• PROVIDED RECORDS:

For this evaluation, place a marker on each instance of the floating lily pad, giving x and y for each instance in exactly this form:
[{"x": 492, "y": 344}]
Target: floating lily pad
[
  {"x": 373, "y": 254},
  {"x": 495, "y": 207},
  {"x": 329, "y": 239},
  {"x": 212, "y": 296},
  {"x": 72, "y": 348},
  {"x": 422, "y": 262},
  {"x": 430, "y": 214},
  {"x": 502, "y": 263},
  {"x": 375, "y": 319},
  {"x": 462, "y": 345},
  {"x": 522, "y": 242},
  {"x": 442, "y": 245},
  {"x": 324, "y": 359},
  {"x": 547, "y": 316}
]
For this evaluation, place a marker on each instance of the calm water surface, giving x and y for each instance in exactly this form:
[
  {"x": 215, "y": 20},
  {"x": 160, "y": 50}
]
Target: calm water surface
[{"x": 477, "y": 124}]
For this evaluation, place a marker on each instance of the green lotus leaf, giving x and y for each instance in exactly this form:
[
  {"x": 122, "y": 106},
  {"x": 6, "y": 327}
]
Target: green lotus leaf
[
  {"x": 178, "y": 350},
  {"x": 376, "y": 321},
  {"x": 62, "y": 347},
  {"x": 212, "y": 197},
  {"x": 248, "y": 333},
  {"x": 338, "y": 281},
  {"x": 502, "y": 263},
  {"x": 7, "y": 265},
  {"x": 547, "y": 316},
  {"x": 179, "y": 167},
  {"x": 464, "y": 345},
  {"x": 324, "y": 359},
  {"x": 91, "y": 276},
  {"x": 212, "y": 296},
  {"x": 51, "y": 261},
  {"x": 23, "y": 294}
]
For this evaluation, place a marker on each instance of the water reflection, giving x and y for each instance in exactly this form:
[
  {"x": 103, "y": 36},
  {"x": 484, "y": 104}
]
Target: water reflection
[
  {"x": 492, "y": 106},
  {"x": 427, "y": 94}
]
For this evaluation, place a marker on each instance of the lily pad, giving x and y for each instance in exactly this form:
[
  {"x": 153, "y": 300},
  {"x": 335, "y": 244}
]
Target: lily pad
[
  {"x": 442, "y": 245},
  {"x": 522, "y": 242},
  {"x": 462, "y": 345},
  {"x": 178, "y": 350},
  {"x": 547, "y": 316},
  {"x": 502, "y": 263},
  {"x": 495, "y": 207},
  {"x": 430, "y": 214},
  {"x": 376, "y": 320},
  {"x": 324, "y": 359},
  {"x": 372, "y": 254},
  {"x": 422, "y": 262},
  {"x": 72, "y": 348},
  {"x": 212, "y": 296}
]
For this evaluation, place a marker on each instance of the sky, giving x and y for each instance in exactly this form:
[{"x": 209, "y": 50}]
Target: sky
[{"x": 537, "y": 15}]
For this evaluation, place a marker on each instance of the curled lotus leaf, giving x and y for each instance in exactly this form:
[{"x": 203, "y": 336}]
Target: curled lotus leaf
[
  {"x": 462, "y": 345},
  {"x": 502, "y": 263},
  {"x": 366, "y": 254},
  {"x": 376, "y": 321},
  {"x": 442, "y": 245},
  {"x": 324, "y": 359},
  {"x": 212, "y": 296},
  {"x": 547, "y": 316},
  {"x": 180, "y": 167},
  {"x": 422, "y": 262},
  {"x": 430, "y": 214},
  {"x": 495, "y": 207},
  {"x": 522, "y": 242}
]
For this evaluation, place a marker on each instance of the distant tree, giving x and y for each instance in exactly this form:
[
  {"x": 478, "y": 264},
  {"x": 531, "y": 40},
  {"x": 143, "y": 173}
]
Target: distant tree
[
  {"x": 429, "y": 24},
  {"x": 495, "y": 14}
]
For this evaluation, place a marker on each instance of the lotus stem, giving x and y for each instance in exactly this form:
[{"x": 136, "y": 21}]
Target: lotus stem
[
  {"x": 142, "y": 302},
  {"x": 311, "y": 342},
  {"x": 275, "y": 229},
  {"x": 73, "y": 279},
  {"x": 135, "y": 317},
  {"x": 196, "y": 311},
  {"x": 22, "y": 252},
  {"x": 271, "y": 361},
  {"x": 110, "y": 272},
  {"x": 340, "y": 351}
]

• OBJECTIVE:
Starting from the line with "the sky, giving" and ending with the final line of the data, quote every line exactly, both ends included.

• OUTPUT OF THE EXERCISE:
For this evaluation, place a marker on each instance of the sky, giving x and y for each instance in exactly this form:
[{"x": 209, "y": 50}]
Target: sky
[{"x": 537, "y": 15}]
For this evaluation, place a marker on each instance of the curled lotus leaf, giving x and y for each instance in exactly this form:
[{"x": 203, "y": 336}]
Target: curled lotus leaf
[
  {"x": 462, "y": 345},
  {"x": 502, "y": 263},
  {"x": 366, "y": 254},
  {"x": 376, "y": 321},
  {"x": 442, "y": 245},
  {"x": 324, "y": 359},
  {"x": 212, "y": 296},
  {"x": 547, "y": 316},
  {"x": 180, "y": 167},
  {"x": 422, "y": 262},
  {"x": 430, "y": 214},
  {"x": 495, "y": 207},
  {"x": 522, "y": 242}
]
For this evaluation, place a marker on each instance of the distant tree, giving x and y for each instance in exactly this form:
[
  {"x": 478, "y": 264},
  {"x": 531, "y": 40},
  {"x": 143, "y": 173}
]
Target: distant tree
[
  {"x": 429, "y": 24},
  {"x": 495, "y": 14}
]
For this evaluation, place a marker on each instance of the lotus stem, giving x and y for each instance in exactly this form:
[{"x": 136, "y": 21}]
Target: lotus stem
[
  {"x": 142, "y": 302},
  {"x": 311, "y": 342},
  {"x": 275, "y": 229},
  {"x": 73, "y": 279},
  {"x": 135, "y": 317},
  {"x": 196, "y": 311},
  {"x": 22, "y": 252},
  {"x": 271, "y": 361},
  {"x": 110, "y": 272},
  {"x": 340, "y": 351}
]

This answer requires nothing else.